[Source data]
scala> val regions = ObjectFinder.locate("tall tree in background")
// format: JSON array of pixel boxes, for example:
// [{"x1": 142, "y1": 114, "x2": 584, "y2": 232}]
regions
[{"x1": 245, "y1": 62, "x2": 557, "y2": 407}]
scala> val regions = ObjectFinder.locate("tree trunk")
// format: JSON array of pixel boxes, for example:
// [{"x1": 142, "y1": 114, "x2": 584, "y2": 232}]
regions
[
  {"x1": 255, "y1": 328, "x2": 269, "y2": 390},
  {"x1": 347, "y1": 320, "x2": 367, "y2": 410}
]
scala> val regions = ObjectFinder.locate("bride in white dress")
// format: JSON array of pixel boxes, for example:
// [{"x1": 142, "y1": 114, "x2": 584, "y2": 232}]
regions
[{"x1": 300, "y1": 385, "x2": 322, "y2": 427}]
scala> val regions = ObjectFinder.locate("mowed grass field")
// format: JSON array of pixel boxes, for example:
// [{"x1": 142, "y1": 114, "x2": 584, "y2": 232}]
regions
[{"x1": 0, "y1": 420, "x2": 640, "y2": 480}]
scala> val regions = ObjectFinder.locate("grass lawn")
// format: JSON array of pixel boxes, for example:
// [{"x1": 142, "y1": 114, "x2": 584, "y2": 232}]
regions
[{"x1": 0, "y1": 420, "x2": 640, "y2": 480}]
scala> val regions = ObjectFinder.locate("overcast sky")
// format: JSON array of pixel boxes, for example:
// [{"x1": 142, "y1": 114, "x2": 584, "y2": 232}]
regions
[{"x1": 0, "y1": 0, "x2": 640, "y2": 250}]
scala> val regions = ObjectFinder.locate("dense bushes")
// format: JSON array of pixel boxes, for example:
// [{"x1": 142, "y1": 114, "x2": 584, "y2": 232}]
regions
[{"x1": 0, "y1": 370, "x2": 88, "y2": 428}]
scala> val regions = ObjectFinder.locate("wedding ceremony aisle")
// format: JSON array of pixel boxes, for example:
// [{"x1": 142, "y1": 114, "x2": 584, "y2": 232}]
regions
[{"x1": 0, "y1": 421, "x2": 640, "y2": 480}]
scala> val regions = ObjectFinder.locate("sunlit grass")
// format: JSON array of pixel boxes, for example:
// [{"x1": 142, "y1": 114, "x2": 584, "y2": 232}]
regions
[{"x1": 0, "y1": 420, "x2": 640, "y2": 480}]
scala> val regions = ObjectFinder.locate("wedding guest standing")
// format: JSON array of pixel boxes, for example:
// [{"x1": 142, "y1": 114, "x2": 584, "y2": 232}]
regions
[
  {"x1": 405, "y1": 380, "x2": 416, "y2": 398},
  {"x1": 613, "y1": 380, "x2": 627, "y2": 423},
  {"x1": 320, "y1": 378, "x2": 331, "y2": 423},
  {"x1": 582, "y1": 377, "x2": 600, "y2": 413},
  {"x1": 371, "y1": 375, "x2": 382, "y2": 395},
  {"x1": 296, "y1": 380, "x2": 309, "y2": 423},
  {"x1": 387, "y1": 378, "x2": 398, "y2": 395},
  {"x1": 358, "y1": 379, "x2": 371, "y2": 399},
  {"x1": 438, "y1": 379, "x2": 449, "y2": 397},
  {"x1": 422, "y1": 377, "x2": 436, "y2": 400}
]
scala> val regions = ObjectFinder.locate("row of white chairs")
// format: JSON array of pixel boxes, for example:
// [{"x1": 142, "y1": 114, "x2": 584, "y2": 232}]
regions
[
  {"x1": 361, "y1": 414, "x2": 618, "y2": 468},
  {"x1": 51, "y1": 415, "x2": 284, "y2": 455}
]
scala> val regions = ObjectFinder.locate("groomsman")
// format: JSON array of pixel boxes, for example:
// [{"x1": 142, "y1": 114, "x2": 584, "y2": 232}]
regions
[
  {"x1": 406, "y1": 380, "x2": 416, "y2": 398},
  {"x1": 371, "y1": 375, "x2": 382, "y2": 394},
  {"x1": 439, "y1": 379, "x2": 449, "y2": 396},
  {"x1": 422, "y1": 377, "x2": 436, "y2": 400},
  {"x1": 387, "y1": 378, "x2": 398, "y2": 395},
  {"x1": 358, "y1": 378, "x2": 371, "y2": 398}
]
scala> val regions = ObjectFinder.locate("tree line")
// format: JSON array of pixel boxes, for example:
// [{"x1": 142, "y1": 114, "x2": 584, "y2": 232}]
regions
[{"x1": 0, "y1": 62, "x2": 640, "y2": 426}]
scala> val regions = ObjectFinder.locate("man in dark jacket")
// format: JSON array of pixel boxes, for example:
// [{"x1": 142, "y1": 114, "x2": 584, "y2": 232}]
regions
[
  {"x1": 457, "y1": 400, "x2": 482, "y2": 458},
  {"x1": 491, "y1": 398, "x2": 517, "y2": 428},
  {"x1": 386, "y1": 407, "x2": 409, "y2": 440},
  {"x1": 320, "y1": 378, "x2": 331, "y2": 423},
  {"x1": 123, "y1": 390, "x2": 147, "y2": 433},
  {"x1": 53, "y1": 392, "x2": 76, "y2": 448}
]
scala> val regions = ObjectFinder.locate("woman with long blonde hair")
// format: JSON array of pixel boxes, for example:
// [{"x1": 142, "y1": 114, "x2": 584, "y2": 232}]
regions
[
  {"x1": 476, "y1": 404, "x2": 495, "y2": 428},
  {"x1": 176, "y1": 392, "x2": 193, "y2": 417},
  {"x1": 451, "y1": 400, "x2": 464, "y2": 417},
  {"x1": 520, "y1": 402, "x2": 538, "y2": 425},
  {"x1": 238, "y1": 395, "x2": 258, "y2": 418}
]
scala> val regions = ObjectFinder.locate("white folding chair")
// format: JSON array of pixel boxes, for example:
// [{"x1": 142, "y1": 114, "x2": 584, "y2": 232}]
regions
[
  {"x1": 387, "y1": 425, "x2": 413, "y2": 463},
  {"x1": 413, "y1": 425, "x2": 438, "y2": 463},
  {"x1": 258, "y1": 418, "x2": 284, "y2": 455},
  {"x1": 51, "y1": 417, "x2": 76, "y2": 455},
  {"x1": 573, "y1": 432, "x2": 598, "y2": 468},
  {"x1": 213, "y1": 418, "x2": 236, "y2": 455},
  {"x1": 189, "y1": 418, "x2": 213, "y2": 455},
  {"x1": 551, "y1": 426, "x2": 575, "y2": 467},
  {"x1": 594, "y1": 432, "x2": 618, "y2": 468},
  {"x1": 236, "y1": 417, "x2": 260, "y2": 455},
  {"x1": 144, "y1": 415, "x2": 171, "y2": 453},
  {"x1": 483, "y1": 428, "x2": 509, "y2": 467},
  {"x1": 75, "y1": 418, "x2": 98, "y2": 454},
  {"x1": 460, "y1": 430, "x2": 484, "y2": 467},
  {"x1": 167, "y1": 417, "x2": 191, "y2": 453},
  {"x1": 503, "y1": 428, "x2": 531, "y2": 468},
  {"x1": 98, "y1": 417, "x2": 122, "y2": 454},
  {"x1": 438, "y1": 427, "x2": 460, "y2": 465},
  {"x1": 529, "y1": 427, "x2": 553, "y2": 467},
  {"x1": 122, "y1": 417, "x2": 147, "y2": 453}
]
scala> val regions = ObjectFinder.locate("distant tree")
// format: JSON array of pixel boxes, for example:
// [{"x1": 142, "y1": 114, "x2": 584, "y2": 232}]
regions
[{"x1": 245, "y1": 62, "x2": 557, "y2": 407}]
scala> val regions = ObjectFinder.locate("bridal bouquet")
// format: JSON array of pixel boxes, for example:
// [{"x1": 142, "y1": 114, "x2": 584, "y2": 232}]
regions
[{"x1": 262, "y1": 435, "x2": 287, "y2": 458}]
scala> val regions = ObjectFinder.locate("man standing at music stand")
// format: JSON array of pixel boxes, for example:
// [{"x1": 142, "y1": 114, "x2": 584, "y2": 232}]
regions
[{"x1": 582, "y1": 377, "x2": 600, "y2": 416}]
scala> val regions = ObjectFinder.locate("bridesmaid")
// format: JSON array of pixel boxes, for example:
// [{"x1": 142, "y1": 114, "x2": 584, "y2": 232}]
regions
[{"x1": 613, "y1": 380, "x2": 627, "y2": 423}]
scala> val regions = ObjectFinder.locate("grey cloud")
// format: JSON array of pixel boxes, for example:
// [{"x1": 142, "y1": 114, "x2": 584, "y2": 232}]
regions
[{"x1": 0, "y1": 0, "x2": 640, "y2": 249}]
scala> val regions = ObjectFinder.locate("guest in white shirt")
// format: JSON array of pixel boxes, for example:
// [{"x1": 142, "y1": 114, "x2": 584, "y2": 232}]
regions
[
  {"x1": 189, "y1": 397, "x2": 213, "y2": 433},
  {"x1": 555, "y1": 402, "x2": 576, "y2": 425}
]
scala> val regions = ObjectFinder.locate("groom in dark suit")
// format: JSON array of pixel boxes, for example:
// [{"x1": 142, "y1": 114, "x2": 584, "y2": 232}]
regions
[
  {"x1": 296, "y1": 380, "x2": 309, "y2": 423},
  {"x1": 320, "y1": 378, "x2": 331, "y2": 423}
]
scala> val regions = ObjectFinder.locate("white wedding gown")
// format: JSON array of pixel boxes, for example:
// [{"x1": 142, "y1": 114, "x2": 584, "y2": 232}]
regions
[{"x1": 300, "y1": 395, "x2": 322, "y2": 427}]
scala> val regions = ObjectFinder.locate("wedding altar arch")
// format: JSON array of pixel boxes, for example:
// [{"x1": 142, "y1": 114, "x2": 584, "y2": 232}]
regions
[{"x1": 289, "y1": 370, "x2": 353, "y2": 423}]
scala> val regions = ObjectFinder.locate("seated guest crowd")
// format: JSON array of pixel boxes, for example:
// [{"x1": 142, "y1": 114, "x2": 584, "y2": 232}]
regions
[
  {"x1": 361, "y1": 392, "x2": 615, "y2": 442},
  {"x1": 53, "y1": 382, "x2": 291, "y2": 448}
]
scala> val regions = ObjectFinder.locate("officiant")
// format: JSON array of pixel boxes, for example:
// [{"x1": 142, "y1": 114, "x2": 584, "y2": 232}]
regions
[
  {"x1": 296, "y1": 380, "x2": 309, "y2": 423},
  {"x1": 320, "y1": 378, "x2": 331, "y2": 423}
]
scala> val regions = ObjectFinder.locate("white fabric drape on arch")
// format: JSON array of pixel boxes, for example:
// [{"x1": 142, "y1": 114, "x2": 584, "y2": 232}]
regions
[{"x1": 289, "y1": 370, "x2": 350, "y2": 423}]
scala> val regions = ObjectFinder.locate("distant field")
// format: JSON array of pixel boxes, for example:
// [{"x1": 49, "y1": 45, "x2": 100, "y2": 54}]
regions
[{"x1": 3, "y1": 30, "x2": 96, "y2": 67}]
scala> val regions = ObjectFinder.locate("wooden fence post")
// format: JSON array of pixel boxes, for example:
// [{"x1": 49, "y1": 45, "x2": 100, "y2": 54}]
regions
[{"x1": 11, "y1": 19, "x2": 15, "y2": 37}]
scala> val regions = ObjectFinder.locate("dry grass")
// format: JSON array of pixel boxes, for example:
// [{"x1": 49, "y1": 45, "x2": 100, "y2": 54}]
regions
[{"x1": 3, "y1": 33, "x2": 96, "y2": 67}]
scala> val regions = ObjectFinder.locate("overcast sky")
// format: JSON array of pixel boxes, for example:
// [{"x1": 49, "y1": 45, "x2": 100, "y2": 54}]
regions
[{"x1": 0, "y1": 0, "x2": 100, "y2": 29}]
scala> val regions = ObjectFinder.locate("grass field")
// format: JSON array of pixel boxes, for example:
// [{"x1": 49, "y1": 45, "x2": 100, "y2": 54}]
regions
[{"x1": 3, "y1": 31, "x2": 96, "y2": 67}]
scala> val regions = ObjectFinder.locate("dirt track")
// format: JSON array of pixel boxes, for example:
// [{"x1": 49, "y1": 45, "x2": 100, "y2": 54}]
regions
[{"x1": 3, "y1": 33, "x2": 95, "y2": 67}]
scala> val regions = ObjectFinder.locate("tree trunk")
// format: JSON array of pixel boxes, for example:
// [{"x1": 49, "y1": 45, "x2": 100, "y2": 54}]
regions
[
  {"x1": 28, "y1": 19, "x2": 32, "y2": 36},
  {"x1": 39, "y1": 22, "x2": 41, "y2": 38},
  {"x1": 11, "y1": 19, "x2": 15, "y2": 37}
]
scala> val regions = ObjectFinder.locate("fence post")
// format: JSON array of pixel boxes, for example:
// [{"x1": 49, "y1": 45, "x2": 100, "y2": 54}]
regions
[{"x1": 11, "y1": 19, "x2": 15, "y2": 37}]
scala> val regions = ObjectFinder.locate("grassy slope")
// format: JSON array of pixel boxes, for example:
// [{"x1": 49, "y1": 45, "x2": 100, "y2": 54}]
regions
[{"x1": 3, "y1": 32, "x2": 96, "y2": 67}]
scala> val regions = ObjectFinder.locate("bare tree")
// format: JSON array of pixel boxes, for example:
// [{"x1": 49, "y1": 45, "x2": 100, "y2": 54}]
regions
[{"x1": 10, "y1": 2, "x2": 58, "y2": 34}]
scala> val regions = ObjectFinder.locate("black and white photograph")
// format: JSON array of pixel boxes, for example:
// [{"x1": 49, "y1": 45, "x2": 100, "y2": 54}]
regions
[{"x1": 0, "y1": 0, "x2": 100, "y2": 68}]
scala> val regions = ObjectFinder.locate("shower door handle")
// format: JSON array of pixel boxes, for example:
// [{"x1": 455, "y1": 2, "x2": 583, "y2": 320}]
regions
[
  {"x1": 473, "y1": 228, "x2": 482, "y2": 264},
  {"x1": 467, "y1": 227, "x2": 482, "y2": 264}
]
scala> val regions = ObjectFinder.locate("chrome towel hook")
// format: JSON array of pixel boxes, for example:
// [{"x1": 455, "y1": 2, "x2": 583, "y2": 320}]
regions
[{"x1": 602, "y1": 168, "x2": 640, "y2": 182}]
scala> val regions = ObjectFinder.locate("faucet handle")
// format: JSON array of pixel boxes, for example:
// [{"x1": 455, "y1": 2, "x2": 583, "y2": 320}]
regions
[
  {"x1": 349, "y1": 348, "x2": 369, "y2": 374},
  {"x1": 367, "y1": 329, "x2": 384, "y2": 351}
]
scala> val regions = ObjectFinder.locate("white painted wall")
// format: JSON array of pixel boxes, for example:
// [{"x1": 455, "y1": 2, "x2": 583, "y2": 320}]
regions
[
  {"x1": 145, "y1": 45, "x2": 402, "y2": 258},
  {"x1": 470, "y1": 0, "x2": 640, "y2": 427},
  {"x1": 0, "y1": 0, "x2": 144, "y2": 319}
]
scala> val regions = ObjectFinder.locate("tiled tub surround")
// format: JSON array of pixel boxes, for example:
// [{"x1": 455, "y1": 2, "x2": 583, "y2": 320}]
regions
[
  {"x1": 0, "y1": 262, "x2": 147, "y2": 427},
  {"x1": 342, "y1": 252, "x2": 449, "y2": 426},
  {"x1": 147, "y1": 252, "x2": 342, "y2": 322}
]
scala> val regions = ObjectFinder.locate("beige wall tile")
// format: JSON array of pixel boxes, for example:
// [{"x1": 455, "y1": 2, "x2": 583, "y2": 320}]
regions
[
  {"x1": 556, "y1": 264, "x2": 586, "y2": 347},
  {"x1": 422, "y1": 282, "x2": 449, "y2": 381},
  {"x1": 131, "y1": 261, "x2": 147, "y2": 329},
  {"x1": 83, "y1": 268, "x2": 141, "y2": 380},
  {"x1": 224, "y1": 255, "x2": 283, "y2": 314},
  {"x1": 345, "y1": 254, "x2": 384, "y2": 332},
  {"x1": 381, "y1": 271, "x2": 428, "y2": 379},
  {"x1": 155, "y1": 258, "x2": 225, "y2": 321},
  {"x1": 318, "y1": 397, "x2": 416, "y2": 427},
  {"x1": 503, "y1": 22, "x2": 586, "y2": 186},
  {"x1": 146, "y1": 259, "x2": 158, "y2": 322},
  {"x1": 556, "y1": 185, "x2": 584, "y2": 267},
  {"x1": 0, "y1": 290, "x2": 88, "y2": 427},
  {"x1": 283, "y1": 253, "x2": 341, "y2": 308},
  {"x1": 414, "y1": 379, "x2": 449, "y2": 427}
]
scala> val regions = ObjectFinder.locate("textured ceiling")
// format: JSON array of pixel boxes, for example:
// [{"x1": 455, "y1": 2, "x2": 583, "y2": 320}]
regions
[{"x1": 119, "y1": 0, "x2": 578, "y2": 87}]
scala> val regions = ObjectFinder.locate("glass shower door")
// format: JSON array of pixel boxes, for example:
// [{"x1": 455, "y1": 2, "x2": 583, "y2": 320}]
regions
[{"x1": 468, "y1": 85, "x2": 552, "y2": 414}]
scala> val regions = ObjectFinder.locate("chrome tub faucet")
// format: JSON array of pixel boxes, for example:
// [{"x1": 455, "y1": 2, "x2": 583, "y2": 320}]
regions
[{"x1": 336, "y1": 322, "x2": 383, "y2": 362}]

▶ **What to do**: Pull out every line of the source data above that contains the string "dark", matching case exactly.

▶ **Problem solution**:
scala> val regions = ObjectFinder.locate("man in dark jacket")
scala> val regions = ObjectFinder.locate("groom in dark suit")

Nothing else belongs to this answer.